>> start

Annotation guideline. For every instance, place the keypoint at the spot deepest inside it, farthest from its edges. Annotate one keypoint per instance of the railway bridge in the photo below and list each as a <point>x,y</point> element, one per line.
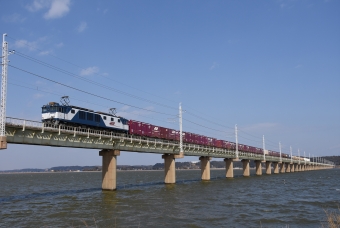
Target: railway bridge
<point>109,144</point>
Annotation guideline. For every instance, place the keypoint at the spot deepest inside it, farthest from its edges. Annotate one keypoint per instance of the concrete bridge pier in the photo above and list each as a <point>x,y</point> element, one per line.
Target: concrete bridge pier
<point>3,142</point>
<point>246,168</point>
<point>282,168</point>
<point>109,169</point>
<point>258,168</point>
<point>169,167</point>
<point>229,168</point>
<point>205,167</point>
<point>276,167</point>
<point>268,167</point>
<point>295,167</point>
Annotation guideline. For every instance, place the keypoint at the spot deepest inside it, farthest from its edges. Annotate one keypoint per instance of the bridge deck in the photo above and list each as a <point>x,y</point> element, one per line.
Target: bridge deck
<point>22,131</point>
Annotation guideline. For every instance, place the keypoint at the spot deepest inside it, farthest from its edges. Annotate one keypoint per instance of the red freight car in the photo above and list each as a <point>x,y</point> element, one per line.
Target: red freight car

>> end

Return all of the lines above verbatim, leaving out the picture.

SOLUTION TO THIS PROBLEM =>
Annotation guideline. For every instance, place the keypoint at the spot deepest inside it, farthest from its edges. Annotate one keypoint per instance of the railway bridge in the photo below and list each as a <point>x,y</point> element, one per line.
Target: railway bridge
<point>109,144</point>
Annotation guideline. For every instance, place the keypoint at the spot deepest inside it, farthest from its edges. Annotate one keypoint per instance of the concrete bridge pier in the photo above and list each as a <point>x,y</point> element, one per line.
Target: concrete bridge pier
<point>3,142</point>
<point>246,168</point>
<point>282,168</point>
<point>109,169</point>
<point>258,168</point>
<point>169,167</point>
<point>229,168</point>
<point>205,167</point>
<point>276,167</point>
<point>268,167</point>
<point>295,167</point>
Annotation guideline. For every instance, place the keypoint at the spot deepest inside it, farthest from its edges. Annotate one keypoint per instance of the bridge deck in the photo above and list each as a <point>x,y</point> element, one per line.
Target: bridge deck
<point>22,131</point>
Annotation guideline. For every instance, place the keypoint at the spot deepest inside it, farthest from its edges. Annotate one keypoint per instance of the red freight car in the photo above and list each as a <point>x,y</point> element, one per line.
Target: red freight car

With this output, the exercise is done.